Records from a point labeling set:
'''

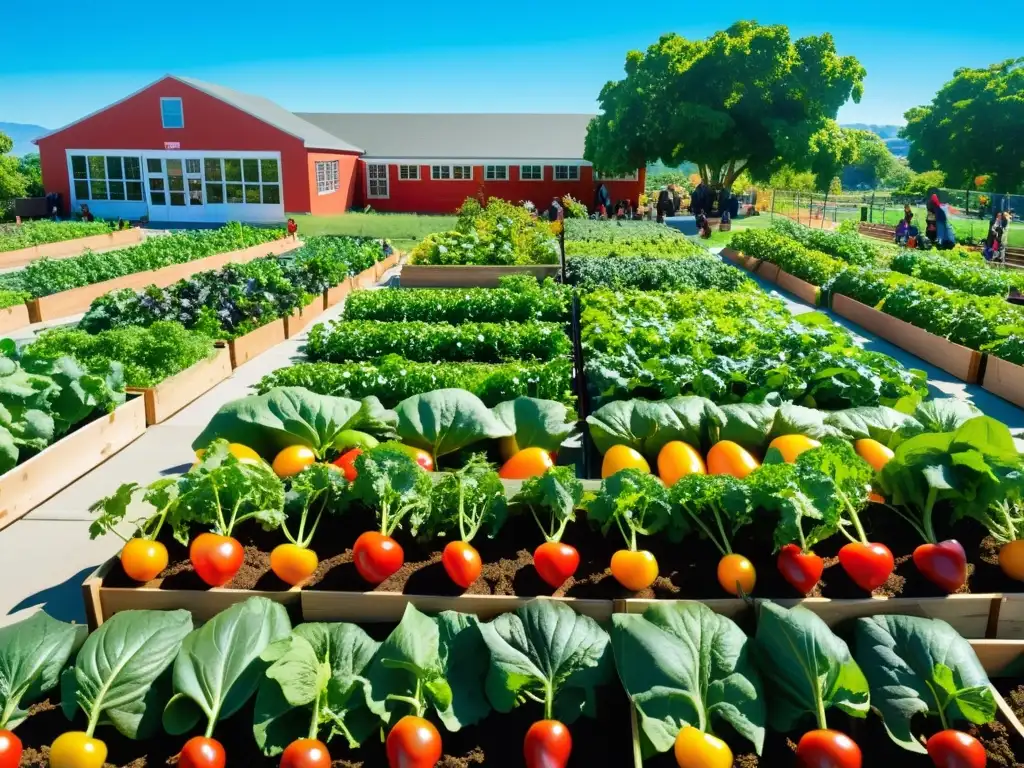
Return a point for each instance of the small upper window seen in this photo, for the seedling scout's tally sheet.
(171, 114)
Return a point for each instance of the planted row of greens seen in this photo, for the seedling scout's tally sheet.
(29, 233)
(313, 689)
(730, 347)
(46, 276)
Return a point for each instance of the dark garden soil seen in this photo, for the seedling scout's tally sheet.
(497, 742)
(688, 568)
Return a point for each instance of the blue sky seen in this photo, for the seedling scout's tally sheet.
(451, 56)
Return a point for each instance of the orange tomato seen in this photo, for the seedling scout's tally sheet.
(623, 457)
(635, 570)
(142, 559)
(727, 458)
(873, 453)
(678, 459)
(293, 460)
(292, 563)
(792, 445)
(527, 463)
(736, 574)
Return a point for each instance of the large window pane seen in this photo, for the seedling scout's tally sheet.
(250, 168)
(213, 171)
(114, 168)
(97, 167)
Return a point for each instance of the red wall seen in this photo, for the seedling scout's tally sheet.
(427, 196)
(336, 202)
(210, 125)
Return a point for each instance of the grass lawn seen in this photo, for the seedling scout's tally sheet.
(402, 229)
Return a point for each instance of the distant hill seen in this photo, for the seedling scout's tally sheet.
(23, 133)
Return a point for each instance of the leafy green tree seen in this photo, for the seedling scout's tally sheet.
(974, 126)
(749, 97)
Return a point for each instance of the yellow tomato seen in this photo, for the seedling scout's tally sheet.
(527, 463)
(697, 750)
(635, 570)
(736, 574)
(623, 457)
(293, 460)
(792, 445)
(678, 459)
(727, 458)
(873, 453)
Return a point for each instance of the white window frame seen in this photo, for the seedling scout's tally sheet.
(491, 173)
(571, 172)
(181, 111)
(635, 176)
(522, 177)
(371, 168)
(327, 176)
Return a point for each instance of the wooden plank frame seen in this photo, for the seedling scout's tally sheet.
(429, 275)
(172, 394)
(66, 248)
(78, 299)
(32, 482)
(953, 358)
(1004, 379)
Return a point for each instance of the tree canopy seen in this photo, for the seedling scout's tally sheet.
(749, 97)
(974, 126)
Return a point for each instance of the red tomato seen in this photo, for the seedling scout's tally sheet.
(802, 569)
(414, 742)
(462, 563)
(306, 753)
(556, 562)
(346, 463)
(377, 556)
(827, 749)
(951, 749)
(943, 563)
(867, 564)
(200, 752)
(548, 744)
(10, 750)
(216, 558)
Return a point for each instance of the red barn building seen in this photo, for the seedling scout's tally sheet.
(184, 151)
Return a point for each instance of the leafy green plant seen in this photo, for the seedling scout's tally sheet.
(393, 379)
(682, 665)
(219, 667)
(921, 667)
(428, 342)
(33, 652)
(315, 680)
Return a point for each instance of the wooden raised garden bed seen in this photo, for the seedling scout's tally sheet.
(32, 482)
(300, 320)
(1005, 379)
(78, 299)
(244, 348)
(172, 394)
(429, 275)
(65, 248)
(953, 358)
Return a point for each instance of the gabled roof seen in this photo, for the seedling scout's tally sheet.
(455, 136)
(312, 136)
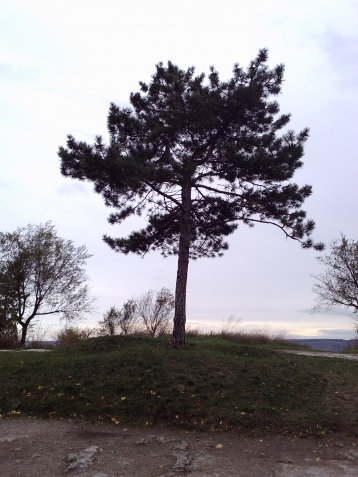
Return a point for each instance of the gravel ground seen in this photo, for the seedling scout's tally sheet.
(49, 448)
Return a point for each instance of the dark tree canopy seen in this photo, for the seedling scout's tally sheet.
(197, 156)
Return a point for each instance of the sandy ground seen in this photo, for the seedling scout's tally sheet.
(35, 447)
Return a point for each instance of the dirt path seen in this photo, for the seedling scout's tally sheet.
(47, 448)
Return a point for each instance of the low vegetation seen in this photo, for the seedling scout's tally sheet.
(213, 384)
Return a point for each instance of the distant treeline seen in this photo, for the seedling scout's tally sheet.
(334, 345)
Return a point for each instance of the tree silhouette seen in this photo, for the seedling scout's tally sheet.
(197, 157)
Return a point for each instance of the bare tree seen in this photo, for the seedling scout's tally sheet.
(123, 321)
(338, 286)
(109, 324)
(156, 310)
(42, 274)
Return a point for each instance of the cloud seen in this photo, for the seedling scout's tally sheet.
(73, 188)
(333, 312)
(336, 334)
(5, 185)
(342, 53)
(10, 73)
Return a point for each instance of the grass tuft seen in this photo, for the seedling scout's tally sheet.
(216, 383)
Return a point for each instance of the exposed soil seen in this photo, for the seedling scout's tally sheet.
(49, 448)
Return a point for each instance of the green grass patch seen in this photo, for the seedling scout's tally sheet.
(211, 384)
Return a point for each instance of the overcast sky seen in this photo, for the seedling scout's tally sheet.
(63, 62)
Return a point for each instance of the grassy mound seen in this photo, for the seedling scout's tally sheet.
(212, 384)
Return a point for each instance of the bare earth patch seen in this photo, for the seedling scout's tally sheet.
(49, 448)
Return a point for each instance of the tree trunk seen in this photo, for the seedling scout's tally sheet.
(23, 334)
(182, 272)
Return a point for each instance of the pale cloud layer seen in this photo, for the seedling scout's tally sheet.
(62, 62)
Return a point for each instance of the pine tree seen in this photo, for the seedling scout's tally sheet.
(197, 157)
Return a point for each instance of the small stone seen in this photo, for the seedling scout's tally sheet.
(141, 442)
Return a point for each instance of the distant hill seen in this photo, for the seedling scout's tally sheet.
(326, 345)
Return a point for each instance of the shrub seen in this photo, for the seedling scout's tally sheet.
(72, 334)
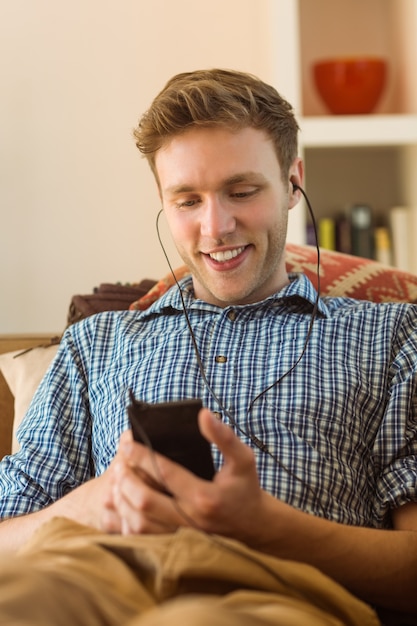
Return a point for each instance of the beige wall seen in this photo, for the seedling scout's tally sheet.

'''
'''

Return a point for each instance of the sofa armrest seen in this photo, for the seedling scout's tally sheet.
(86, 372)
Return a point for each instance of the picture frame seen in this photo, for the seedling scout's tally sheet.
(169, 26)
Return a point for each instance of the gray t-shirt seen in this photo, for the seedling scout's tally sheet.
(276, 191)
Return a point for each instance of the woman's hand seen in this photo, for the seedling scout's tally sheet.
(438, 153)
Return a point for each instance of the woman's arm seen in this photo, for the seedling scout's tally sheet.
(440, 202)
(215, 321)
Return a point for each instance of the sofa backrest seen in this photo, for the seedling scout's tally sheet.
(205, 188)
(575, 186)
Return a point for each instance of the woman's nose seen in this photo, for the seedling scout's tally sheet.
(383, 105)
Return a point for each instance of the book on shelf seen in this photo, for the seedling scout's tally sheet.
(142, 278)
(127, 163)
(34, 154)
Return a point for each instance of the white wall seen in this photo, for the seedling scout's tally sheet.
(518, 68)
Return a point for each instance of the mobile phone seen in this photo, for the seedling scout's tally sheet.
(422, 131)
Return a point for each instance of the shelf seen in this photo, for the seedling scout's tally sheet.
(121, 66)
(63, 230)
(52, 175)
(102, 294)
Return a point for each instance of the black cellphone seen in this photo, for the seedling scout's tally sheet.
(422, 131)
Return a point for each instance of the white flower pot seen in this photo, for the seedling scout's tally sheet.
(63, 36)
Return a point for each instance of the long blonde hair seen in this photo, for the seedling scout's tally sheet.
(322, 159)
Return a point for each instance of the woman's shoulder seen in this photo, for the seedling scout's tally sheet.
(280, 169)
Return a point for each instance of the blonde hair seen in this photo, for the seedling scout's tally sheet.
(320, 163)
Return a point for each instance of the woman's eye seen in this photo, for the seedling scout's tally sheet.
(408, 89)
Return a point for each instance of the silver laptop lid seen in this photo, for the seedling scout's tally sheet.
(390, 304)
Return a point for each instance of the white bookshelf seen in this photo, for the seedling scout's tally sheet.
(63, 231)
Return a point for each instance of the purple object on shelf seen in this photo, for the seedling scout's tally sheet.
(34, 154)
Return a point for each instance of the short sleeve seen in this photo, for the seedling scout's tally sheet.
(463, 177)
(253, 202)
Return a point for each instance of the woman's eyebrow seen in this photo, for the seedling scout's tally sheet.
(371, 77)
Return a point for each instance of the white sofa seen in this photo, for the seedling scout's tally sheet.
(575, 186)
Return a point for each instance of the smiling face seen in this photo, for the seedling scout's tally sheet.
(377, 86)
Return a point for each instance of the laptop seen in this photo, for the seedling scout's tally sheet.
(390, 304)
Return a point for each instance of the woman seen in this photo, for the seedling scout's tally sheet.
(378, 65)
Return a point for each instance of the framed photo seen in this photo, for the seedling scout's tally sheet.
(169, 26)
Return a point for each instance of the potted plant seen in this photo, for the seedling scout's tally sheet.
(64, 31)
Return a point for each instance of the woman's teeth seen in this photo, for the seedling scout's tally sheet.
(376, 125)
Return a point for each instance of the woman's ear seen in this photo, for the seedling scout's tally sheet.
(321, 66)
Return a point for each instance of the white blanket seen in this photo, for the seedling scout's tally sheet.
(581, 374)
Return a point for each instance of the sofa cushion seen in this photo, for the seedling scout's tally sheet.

'''

INSTRUCTIONS TO FOLLOW: Reproduce, word for word, the rows between the line holding "Return a point for each instance of the smiling" and the line holding "Return a point for each instance of the sofa cushion", inclusive.

FULL SOLUTION:
Return a point for each instance of the smiling face seen in this photo, for the seedling scout's tally sheet.
(377, 86)
Return a point for each instance of the laptop seen in this photo, for the seedling scout's tally sheet.
(390, 304)
Return a point for each instance of the woman seen in this photo, for the seedling scout's tally sheet.
(378, 65)
Return a point for each instance of the framed photo seen in this photo, for the seedling scout's tally sheet.
(169, 26)
Return a point for each instance of the potted plant seen in this photo, for the seedling scout's tally sheet.
(64, 31)
Return a point for each instance of the woman's teeth seen in this photo, for the seedling scout's tally sheet.
(376, 125)
Return a point for each instance of the woman's ear seen in this photo, for the seedling scout's tally sheet.
(321, 66)
Return a point for each instance of the white blanket seen in this photo, for the seedling scout's tally sheet.
(581, 374)
Return a point for each instance of the sofa cushion seen in this photo, for the seedling scout's tally sheet.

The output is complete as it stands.